• **DIRECTIONS FOR THIS TASK**: Pull out each line in the records below that contains the word "button". List those lines in the order they appear.

• **EXERCISE INPUTS**:
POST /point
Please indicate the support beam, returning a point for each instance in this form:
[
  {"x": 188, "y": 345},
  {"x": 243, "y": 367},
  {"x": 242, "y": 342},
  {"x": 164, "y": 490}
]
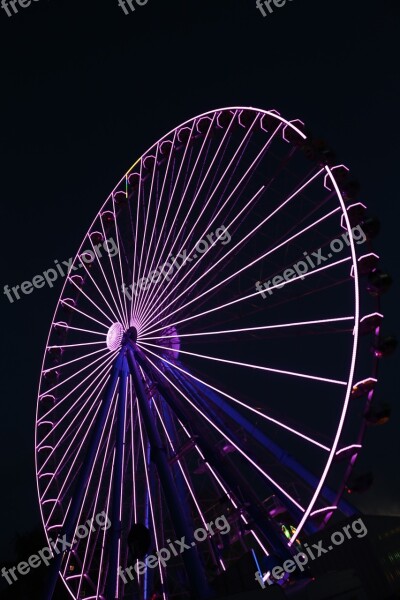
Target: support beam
[
  {"x": 194, "y": 568},
  {"x": 84, "y": 474}
]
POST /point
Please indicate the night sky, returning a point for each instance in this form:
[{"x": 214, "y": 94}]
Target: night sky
[{"x": 87, "y": 89}]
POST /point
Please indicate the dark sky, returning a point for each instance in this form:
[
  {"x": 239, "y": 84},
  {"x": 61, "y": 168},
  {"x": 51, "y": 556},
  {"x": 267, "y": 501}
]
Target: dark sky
[{"x": 86, "y": 89}]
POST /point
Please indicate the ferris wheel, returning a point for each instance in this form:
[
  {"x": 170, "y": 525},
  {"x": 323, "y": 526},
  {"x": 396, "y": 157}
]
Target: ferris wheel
[{"x": 206, "y": 359}]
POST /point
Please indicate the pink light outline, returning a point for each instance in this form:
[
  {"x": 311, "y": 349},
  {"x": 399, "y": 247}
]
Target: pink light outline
[
  {"x": 351, "y": 371},
  {"x": 242, "y": 364},
  {"x": 266, "y": 417},
  {"x": 270, "y": 479}
]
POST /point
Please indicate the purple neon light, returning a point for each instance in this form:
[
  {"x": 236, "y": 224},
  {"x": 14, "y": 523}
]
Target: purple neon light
[
  {"x": 159, "y": 301},
  {"x": 224, "y": 204},
  {"x": 352, "y": 366},
  {"x": 187, "y": 186},
  {"x": 247, "y": 329},
  {"x": 232, "y": 302},
  {"x": 173, "y": 191},
  {"x": 82, "y": 424},
  {"x": 355, "y": 446},
  {"x": 64, "y": 301},
  {"x": 104, "y": 364},
  {"x": 234, "y": 248},
  {"x": 147, "y": 216},
  {"x": 63, "y": 324},
  {"x": 125, "y": 316},
  {"x": 148, "y": 489},
  {"x": 224, "y": 489},
  {"x": 321, "y": 510},
  {"x": 81, "y": 291}
]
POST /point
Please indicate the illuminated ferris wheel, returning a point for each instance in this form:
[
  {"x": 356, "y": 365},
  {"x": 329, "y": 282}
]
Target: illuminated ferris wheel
[{"x": 207, "y": 358}]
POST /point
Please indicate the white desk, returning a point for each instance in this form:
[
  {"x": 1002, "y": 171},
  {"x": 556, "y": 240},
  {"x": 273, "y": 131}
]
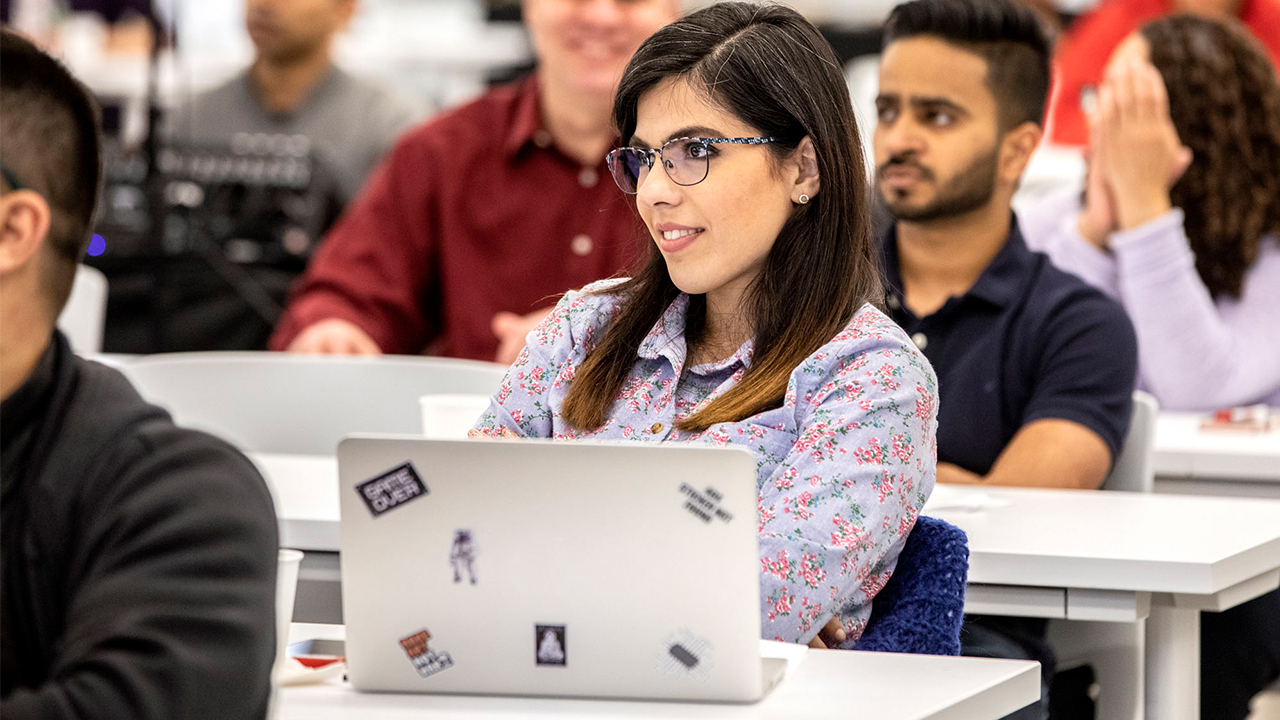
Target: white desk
[
  {"x": 1121, "y": 557},
  {"x": 1192, "y": 460},
  {"x": 818, "y": 684}
]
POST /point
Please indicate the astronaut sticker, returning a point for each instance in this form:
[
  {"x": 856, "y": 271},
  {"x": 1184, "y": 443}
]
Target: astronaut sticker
[
  {"x": 462, "y": 556},
  {"x": 549, "y": 643}
]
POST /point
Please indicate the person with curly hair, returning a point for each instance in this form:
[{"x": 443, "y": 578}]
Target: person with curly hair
[
  {"x": 1180, "y": 218},
  {"x": 1084, "y": 49}
]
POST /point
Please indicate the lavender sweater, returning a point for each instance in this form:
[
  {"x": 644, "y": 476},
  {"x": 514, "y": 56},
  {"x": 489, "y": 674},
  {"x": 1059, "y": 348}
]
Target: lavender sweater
[{"x": 1194, "y": 351}]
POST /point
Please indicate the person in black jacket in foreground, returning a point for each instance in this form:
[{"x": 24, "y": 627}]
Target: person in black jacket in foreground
[{"x": 137, "y": 557}]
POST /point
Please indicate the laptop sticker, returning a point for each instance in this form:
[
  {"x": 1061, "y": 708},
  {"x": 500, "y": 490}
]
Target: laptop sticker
[
  {"x": 549, "y": 641},
  {"x": 462, "y": 556},
  {"x": 704, "y": 505},
  {"x": 392, "y": 488},
  {"x": 685, "y": 655},
  {"x": 425, "y": 661}
]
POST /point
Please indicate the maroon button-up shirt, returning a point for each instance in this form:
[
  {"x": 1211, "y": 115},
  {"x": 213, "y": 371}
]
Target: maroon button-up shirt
[{"x": 472, "y": 213}]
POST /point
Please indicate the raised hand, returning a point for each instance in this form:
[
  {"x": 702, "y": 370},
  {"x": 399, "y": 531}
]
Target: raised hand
[{"x": 1143, "y": 156}]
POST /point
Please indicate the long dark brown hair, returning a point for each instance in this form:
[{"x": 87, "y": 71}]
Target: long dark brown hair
[
  {"x": 772, "y": 69},
  {"x": 1225, "y": 104}
]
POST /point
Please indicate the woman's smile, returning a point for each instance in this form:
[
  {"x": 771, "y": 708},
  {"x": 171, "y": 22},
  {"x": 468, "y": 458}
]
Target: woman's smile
[{"x": 673, "y": 238}]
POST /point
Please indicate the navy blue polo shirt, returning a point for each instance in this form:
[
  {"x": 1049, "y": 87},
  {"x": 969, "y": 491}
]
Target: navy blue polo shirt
[{"x": 1025, "y": 342}]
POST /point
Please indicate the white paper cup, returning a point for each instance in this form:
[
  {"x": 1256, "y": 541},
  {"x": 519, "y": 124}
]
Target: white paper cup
[
  {"x": 449, "y": 417},
  {"x": 286, "y": 591}
]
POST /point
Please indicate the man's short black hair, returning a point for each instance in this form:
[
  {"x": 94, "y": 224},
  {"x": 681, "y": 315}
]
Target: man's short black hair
[
  {"x": 50, "y": 139},
  {"x": 1005, "y": 33}
]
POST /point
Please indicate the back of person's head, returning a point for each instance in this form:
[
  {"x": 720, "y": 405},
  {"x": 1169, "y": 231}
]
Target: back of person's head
[
  {"x": 1224, "y": 100},
  {"x": 50, "y": 144},
  {"x": 287, "y": 31},
  {"x": 769, "y": 68},
  {"x": 1006, "y": 35}
]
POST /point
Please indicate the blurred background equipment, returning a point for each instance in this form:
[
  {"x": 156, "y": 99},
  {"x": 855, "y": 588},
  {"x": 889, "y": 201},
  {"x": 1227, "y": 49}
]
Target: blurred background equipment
[{"x": 236, "y": 226}]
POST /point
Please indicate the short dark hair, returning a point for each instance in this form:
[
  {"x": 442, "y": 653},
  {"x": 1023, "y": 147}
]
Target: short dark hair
[
  {"x": 1005, "y": 33},
  {"x": 50, "y": 137}
]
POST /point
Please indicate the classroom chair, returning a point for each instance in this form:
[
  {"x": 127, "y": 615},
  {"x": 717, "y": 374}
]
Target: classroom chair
[
  {"x": 922, "y": 606},
  {"x": 85, "y": 314},
  {"x": 1114, "y": 650},
  {"x": 1133, "y": 469},
  {"x": 302, "y": 404}
]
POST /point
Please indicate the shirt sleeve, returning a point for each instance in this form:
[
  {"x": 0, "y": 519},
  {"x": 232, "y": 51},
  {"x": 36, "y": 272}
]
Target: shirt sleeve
[
  {"x": 836, "y": 511},
  {"x": 1087, "y": 368},
  {"x": 172, "y": 604},
  {"x": 529, "y": 396},
  {"x": 1192, "y": 358},
  {"x": 374, "y": 265}
]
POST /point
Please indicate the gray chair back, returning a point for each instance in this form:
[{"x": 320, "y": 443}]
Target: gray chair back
[
  {"x": 1133, "y": 469},
  {"x": 302, "y": 404}
]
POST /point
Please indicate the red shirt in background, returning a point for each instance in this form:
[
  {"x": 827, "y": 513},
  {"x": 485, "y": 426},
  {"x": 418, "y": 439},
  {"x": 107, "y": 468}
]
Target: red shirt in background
[
  {"x": 1084, "y": 51},
  {"x": 470, "y": 214}
]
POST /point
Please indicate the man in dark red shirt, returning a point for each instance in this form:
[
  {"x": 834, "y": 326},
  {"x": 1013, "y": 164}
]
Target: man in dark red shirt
[{"x": 476, "y": 220}]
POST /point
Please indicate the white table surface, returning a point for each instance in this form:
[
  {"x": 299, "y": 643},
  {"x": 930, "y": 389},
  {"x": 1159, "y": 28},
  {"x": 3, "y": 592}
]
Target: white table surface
[
  {"x": 1077, "y": 555},
  {"x": 1116, "y": 540},
  {"x": 818, "y": 684},
  {"x": 1184, "y": 450},
  {"x": 1022, "y": 537}
]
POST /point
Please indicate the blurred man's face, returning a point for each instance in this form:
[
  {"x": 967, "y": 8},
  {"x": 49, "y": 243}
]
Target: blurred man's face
[
  {"x": 586, "y": 44},
  {"x": 289, "y": 30},
  {"x": 937, "y": 136}
]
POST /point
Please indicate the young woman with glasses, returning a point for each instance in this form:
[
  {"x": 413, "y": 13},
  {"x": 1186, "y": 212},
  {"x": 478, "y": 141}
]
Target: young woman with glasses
[{"x": 754, "y": 322}]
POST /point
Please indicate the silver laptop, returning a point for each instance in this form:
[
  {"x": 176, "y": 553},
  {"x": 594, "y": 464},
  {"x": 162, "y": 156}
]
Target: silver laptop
[{"x": 552, "y": 569}]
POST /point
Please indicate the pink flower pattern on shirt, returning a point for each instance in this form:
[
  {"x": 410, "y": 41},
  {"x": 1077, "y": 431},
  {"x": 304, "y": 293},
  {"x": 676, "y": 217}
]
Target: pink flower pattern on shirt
[{"x": 842, "y": 466}]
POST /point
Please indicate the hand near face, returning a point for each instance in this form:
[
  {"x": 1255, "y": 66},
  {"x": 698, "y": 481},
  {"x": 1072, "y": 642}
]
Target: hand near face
[
  {"x": 830, "y": 636},
  {"x": 511, "y": 331},
  {"x": 1143, "y": 156},
  {"x": 334, "y": 337},
  {"x": 1097, "y": 218}
]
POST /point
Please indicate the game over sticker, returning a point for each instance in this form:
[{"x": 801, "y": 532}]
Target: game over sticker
[{"x": 392, "y": 488}]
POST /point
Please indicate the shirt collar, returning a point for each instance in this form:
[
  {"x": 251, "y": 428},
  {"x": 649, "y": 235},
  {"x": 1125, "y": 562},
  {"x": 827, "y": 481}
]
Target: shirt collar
[
  {"x": 526, "y": 123},
  {"x": 667, "y": 340},
  {"x": 1001, "y": 283}
]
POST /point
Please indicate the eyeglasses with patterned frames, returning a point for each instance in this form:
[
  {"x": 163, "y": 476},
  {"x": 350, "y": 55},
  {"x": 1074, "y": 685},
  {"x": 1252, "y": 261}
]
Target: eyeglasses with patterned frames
[{"x": 685, "y": 159}]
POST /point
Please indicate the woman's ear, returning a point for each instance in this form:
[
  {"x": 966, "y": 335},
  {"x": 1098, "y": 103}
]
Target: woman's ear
[{"x": 807, "y": 180}]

• **ANSWER TO THE EXERCISE**:
Please indicate the maroon button-up shirt, returning a point for each instance in this form:
Target: maroon button-up shirt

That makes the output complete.